**Source text**
┌──

Final FL design model

The second model usability test brought about revisions that resulted in the final FL design model. The feedback of the three members of the instructional team and five experts on the usability of the second FL design model resulted in a number of improvements, the first of which was at the course and lesson levels, where rapid prototyping processes should be represented. At the lesson level, this rapid prototyping also should be present in the design of F2F and online sessions. Another improvement related to the need for an explicit textual and visual explanation of the flow of the design process, because the complexities of the model may cause instructional designers to feel frustrated about tracking the procedure that the model suggests. The third and final improvement was a response to the need to describe as clearly as possible the implicit assumptions and usage scenarios of the model in order to prevent possible misunderstandings. The outcome of this last iteration, the final version of the FL design model and model assumptions, is shown in Fig. 3. Figure 4 provides a textual description of the final FL design model.

Fig. 3
figure 3

The final FL design model

Fig. 4
figure 4figure 4figure 4

Description of the final FL design model

Finally, the FL design model can have three different usage scenarios at the lesson level. In the first usage scenario, a full set of online sessions is developed, and then a full set of F2F sessions is developed. After development, implementation begins. In the second scenario, a full set of online sessions is developed and each F2F session is developed for immediate implementation. In the third scenario, pairs of online and F2F sessions are developed for immediate implementation.

Final evaluation of final FL design model

Internal validation (expert review)

└──

**Data excerpts**
┌──

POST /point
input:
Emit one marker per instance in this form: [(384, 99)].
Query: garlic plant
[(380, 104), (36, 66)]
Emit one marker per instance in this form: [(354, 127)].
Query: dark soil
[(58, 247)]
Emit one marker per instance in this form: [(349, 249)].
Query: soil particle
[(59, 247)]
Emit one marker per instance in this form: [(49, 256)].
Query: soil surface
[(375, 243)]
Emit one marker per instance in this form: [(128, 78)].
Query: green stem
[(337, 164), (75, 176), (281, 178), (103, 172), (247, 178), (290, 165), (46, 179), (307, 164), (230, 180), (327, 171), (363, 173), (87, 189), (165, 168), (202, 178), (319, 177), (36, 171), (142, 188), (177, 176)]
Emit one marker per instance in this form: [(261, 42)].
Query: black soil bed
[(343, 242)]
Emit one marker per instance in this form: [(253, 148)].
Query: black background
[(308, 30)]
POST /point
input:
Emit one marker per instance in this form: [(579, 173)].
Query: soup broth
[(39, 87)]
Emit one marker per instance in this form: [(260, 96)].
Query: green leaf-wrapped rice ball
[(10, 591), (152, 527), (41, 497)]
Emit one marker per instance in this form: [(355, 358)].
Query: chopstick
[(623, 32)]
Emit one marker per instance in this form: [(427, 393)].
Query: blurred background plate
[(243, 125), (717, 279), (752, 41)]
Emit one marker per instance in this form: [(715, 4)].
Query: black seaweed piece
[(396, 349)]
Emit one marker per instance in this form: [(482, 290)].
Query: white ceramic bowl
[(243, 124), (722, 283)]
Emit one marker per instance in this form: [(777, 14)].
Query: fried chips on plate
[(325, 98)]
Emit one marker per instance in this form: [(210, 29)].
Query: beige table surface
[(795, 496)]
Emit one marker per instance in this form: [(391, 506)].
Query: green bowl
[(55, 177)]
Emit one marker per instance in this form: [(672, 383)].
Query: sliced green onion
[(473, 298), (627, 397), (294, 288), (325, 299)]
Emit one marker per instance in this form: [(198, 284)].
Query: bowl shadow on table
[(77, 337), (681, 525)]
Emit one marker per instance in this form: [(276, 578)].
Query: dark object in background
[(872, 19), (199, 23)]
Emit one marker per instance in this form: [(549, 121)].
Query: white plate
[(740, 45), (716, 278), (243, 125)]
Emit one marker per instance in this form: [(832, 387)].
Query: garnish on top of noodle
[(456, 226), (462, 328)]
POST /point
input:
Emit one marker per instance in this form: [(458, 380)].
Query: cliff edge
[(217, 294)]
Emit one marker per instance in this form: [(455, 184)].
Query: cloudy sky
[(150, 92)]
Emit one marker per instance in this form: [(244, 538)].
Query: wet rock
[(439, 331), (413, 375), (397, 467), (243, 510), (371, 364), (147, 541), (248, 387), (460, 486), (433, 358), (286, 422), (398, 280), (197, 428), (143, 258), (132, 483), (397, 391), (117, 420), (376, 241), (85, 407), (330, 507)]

└──

**Required work**
• A. Answer these questions from the FL design model text, putting each answer on its own line with the same label:
(i) Whose feedback on the second FL design model produced the improvements?
(ii) What problem could the model's complexities cause instructional designers?
(iii) What is developed for immediate implementation in the third usage scenario?
• B. Summarize the FL design model text in two sentences.
• C. Copy out the part of the FL design model text starting at "Finally, the FL" and ending at "are developed for immediate implementation.".

**Exercise answers**
• A.
(i) The feedback came from the three members of the instructional team and five experts.
(ii) The complexities could make instructional designers feel frustrated about tracking the procedure that the model suggests.
(iii) Pairs of online and F2F sessions are developed for immediate implementation.

• B. Feedback from three instructional team members and five experts on the second FL design model led to three improvements: rapid prototyping at the course and lesson levels, an explicit textual and visual explanation of the design process flow, and a clear description of the model's assumptions and usage scenarios. At the lesson level, the final model allows three usage scenarios, which differ in whether full sets of online and F2F sessions are developed before implementation or sessions are developed for immediate implementation.

• C.
Finally, the FL design model can have three different usage scenarios at the lesson level. In the first usage scenario, a full set of online sessions is developed, and then a full set of F2F sessions is developed. After development, implementation begins. In the second scenario, a full set of online sessions is developed and each F2F session is developed for immediate implementation. In the third scenario, pairs of online and F2F sessions are developed for immediate implementation.